Bioinformatics, is contributing to the usefulness of the
information generated by the genome projects with the development
of methods to search databases quickly, to analyze nucleic acid
sequence information, and to predict protein sequence, structure
and correlate gene function information from DNA sequence data.
Comparisons of multiple sequences can reveal gene functions that
are not evident in any single sequence. Web-based searches of
several collections of amino acid sequence motifs can elucidate
particular structural or functional elements.
[0006] Biological sequence databases, though, contain many repeated
and redundant sequences or sequence fragments. These repeated and
redundant sequences or sequence fragments have been deposited in
the public sequence repository databases as many as three or more
times. Sequences may be deposited redundantly because often
researchers from different laboratories determine the sequences of
the same gene or chromosome segment from the same or closely
related species. Some identical or closely related sequences have
been deposited approximately 10.sup.3 times in the biological
sequence databases. Repeated sequences appear naturally in the
DNA/RNA and are deposited as part of a whole sequence or fragment.
In addition, a variety of experimental protocols contribute to the
increase of contamination sequences deposited in databases. Because
of such contamination, some chimeric sequences produced from
different genes of different species (yeast, bacteria, etc.) may be
present.

> [PROBLEMS TO WORK ON]:
1 > Answer these questions about the bioinformatics passage:
(a) What can comparisons of multiple sequences reveal?
(b) Why may sequences be deposited redundantly?
(c) What may be present because of contamination?
2 > Repeat everything in the bioinformatics passage from "Comparisons of multiple" down to "or functional elements.".
Nothing in the lines that follow has any bearing on the bioinformatics passage.

> [DATA EXTRACT]:

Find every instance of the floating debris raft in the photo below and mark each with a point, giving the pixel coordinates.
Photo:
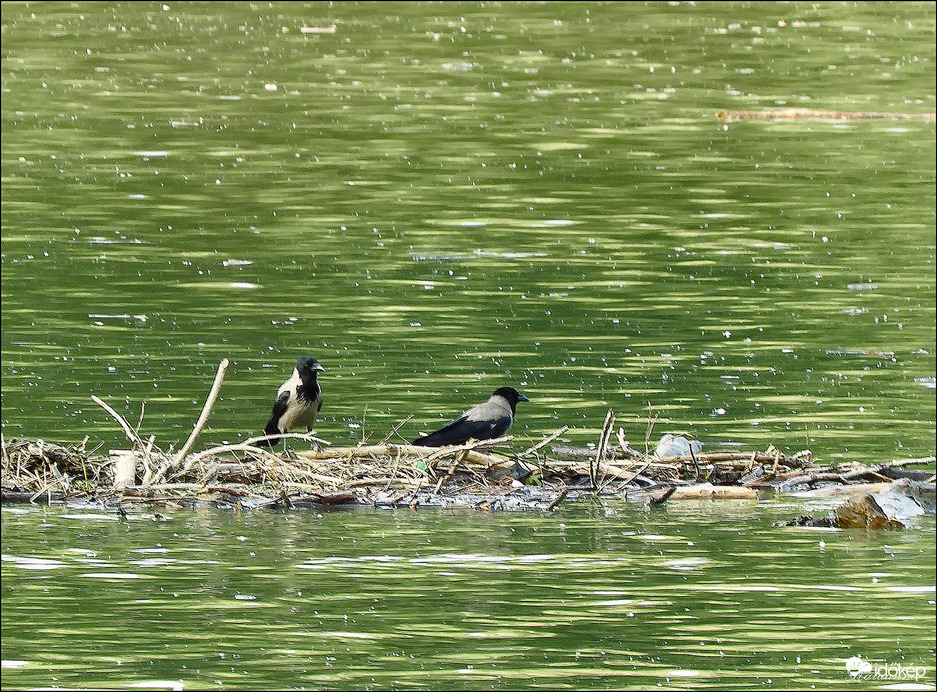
(488, 475)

> [RESULTS FOR THE EXERCISE]:
1 >
(a) Gene functions that are not evident in any single sequence.
(b) Researchers from different laboratories often determine the sequences of the same gene or chromosome segment from the same or closely related species.
(c) Chimeric sequences produced from different genes of different species (yeast, bacteria, etc.).

2 >
Comparisons of multiple sequences can reveal gene functions that
are not evident in any single sequence. Web-based searches of
several collections of amino acid sequence motifs can elucidate
particular structural or functional elements.